------ Supplied material ------

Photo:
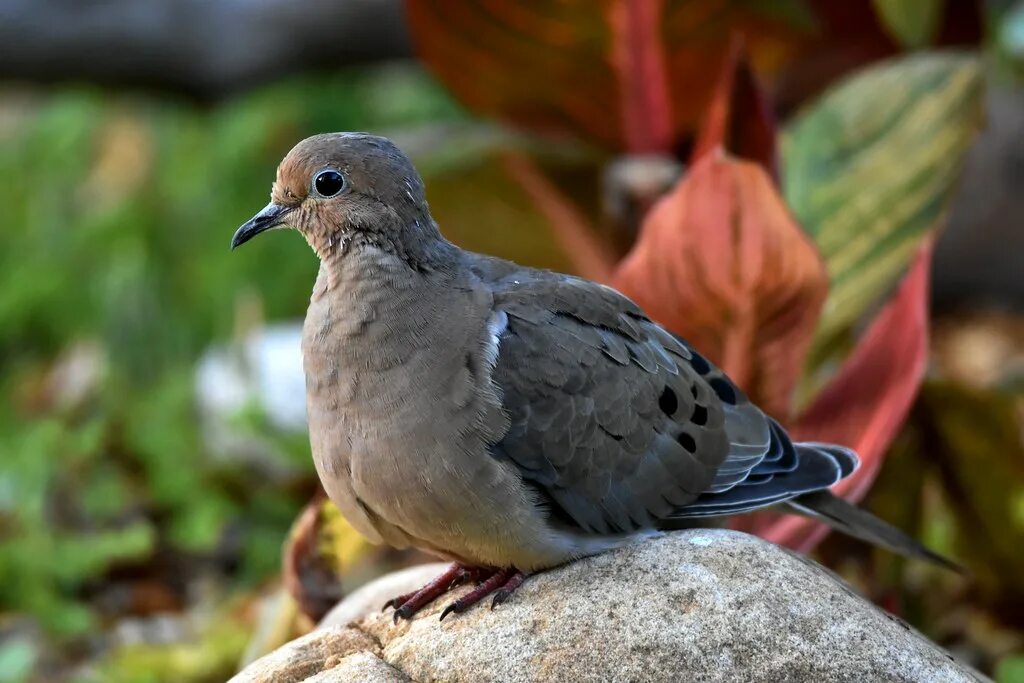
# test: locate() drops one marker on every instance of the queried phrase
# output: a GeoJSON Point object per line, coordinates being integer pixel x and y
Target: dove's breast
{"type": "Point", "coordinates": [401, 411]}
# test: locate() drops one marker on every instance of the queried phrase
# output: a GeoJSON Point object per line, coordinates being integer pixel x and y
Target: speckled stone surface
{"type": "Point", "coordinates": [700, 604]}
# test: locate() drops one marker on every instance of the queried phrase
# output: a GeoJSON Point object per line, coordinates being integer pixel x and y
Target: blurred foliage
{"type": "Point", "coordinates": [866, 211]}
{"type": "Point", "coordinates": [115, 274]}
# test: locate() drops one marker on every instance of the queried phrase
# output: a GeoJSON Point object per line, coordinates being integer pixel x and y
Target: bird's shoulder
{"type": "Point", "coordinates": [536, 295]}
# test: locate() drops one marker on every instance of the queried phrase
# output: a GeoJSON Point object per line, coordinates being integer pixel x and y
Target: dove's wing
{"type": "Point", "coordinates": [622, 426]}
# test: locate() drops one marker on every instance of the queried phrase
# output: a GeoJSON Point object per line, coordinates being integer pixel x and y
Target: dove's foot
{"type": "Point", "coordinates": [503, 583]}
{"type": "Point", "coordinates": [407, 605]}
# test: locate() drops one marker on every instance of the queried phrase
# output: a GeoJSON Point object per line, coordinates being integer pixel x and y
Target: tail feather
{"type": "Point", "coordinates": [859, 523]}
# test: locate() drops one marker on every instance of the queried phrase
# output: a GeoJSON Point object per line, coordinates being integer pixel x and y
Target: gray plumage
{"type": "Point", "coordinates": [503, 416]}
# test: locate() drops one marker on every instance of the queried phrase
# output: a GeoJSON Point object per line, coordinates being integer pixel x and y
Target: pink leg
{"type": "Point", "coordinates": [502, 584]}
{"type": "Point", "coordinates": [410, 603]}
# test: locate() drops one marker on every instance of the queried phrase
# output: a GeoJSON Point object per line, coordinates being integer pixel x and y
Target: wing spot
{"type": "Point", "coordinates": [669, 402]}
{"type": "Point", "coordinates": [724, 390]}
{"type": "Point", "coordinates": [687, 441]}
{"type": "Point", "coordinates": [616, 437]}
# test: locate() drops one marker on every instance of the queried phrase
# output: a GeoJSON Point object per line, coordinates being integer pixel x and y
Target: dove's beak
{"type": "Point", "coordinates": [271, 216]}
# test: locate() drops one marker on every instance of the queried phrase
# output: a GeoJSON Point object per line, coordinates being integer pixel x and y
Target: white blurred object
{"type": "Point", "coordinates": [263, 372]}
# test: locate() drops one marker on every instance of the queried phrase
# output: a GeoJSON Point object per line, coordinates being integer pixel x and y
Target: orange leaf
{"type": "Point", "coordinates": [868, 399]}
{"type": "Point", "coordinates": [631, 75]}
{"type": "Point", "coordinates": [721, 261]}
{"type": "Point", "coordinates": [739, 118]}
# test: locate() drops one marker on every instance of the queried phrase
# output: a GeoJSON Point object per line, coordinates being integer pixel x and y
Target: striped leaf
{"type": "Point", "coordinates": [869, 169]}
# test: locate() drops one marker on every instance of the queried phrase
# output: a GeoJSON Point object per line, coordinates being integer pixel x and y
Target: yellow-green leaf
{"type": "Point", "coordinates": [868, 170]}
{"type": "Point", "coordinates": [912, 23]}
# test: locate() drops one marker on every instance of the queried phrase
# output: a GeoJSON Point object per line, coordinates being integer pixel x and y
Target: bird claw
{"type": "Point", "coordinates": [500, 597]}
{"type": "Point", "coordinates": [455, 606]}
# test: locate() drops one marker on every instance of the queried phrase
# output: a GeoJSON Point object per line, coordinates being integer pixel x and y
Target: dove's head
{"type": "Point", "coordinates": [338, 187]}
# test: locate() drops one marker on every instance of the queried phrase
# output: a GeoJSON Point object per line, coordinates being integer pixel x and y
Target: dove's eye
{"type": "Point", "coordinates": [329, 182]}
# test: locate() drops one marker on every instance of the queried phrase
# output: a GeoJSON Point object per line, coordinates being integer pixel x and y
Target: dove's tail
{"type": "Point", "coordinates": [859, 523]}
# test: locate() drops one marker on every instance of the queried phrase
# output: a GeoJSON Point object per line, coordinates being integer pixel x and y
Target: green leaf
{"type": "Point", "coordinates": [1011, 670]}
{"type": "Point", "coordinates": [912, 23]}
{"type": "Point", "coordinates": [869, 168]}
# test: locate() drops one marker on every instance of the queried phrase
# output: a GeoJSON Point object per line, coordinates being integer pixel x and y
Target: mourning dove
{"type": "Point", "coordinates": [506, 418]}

------

### Instructions to follow:
Restate each of the entries above word for word and skip every image.

### Completed exercise:
Photo:
# test: locate() drops one marker on every instance of the queried phrase
# output: a GeoJSON Point object per line, coordinates being integer pixel x and y
Target: dove's breast
{"type": "Point", "coordinates": [401, 411]}
# test: locate() drops one marker on every instance of the queried phrase
# output: a GeoJSON Point object per line, coordinates being integer pixel x and y
Target: speckled stone surface
{"type": "Point", "coordinates": [700, 604]}
# test: locate() drops one marker on every instance of the queried phrase
# output: a GeoJSON Point object per line, coordinates being integer pixel x and y
Target: blurred foliage
{"type": "Point", "coordinates": [866, 211]}
{"type": "Point", "coordinates": [115, 274]}
# test: locate() drops one marker on every instance of the queried phrase
# output: a GeoJSON Point object per line, coordinates being integer pixel x and y
Target: bird's shoulder
{"type": "Point", "coordinates": [536, 295]}
# test: locate() drops one marker on every instance of the queried phrase
# output: a GeoJSON Point object per line, coordinates being integer pixel x and y
Target: dove's wing
{"type": "Point", "coordinates": [622, 426]}
# test: locate() drops one marker on every instance of the queried phrase
# output: a GeoJSON Point object per line, coordinates being integer pixel x and y
Target: dove's foot
{"type": "Point", "coordinates": [503, 583]}
{"type": "Point", "coordinates": [407, 605]}
# test: locate() drops one marker on every instance of the queried phrase
# output: a GeoJSON Point object per line, coordinates being integer pixel x and y
Target: tail feather
{"type": "Point", "coordinates": [859, 523]}
# test: locate() drops one marker on every instance of the queried phrase
# output: a GeoJSON Point object per line, coordinates being integer pixel x and y
Target: gray plumage
{"type": "Point", "coordinates": [503, 416]}
# test: locate() drops one marker on every instance of the queried phrase
# output: a GeoJSON Point object per line, coordinates being integer pixel x and y
Target: pink leg
{"type": "Point", "coordinates": [502, 584]}
{"type": "Point", "coordinates": [410, 603]}
# test: locate() drops one marker on every instance of the queried phrase
# output: a GeoJSON Point object per line, coordinates being integer pixel x and y
Target: wing spot
{"type": "Point", "coordinates": [669, 402]}
{"type": "Point", "coordinates": [724, 390]}
{"type": "Point", "coordinates": [687, 441]}
{"type": "Point", "coordinates": [616, 437]}
# test: locate() drops one marker on every instance of the queried phrase
# output: a GeoJSON Point object per line, coordinates being integer pixel x and y
Target: dove's beak
{"type": "Point", "coordinates": [271, 216]}
# test: locate() drops one marker on every instance of the queried phrase
# output: a GeoJSON Point object per line, coordinates being integer pixel x and y
Target: white blurred object
{"type": "Point", "coordinates": [263, 372]}
# test: locate() drops one marker on every instance of the queried phrase
# output: a GeoJSON Point object per line, coordinates being integer pixel x and y
Target: orange leaf
{"type": "Point", "coordinates": [868, 399]}
{"type": "Point", "coordinates": [631, 75]}
{"type": "Point", "coordinates": [721, 261]}
{"type": "Point", "coordinates": [739, 118]}
# test: locate() drops one marker on every instance of the queried phrase
# output: a GeoJSON Point object per line, coordinates being integer pixel x and y
Target: striped leaf
{"type": "Point", "coordinates": [869, 169]}
# test: locate() drops one marker on every instance of the queried phrase
# output: a GeoJSON Point object per line, coordinates being integer pixel x and y
Target: yellow-green leaf
{"type": "Point", "coordinates": [868, 170]}
{"type": "Point", "coordinates": [912, 23]}
# test: locate() drops one marker on every instance of the queried phrase
# output: a GeoJSON Point object per line, coordinates being integer pixel x and y
Target: bird claw
{"type": "Point", "coordinates": [500, 597]}
{"type": "Point", "coordinates": [455, 606]}
# test: locate() drops one marker on every instance of the queried phrase
# output: a GeoJSON Point object per line, coordinates being integer pixel x and y
Target: dove's head
{"type": "Point", "coordinates": [338, 187]}
# test: locate() drops one marker on every instance of the queried phrase
# output: a GeoJSON Point object per line, coordinates being integer pixel x and y
Target: dove's eye
{"type": "Point", "coordinates": [329, 182]}
# test: locate() drops one marker on every instance of the queried phrase
# output: a GeoJSON Point object per line, coordinates being integer pixel x and y
Target: dove's tail
{"type": "Point", "coordinates": [859, 523]}
# test: locate() drops one marker on every instance of the queried phrase
# output: a GeoJSON Point object per line, coordinates being integer pixel x and y
Target: green leaf
{"type": "Point", "coordinates": [1011, 670]}
{"type": "Point", "coordinates": [912, 23]}
{"type": "Point", "coordinates": [869, 168]}
# test: locate() drops one marker on every instance of the queried phrase
# output: a GeoJSON Point object per line, coordinates being integer pixel x and y
Target: mourning dove
{"type": "Point", "coordinates": [506, 418]}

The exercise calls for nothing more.